== SOURCE TEXT
Please see the Photos below :
A) Real Canon Battery have 1 red dot at Recharge Performent
B) The cheapo battery have 3 Green dots, Yes, Past 2 years I have 3 Green dots for all of my 8 Batteries.
The Question that " What is the red dot = ?", and " Can I still use this Battery ?"
Thank you , Sir
Have a great week end.
Surapon


----------



## Mt Spokane Photography (Sep 22, 2013)

The red dot / green don business is basically a count of the charge / recharge cycles. If you have used and charged them equally, the counterfeit battery may not register properly in the camera to keep track of the number of cycles.


----------



## Valvebounce (Sep 22, 2013)

Hi Folks.
Oh great, a charge cycle counter working to some predetermined guesstimated number! 1,000? 1,500? 2,000? ???
And there was me thinking it was about actual battery condition. :
Do they get to a point when they shut off or do they just keep going with perhaps a perceptible but bearable reduction in shutter count? 8)

Cheers Graham.



Mt Spokane Photography said:


> The red dot / green don business is basically a count of the charge / recharge cycles. If you have used and charged them equally, the counterfeit battery may not register properly in the camera to keep track of the number of cycles.


----------



## surapon (Sep 22, 2013)

Thankssss, Dear Teacher, Mr. Mt. Spokane, and Thanks Mr. Graham.
I learn some thing new in this morning.
====
→ LIST OF TASKS:
A – In the battery thread, what does Mt Spokane Photography say the red dot and green dot business basically counts?
B – Which numbers of charge cycles does Valvebounce guess at in the battery thread? List all of them.
C – Repeat the stretch of the battery thread from "Oh great, a" through "shutter count? 8)" word for word.
None of this work requires the listing.
== SUPPLIED MATERIAL
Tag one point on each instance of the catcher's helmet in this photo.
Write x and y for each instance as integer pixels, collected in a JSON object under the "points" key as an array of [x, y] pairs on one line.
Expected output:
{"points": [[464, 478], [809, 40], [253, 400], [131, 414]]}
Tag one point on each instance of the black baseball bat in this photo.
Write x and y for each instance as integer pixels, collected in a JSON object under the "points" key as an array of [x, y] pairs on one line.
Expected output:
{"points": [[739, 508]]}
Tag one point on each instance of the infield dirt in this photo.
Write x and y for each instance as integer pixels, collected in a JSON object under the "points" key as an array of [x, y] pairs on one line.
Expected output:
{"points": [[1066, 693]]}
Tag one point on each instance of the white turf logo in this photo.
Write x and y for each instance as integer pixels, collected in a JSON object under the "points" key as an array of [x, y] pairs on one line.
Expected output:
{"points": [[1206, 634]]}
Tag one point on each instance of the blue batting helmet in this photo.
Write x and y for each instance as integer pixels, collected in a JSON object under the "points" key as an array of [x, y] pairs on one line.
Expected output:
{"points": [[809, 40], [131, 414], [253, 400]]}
====
→ RESPONSES FOR EACH TASK:
A – It basically counts the charge/recharge cycles.

B – 1,000; 1,500; 2,000

C –
Oh great, a charge cycle counter working to some predetermined guesstimated number! 1,000? 1,500? 2,000? ???
And there was me thinking it was about actual battery condition. :
Do they get to a point when they shut off or do they just keep going with perhaps a perceptible but bearable reduction in shutter count? 8)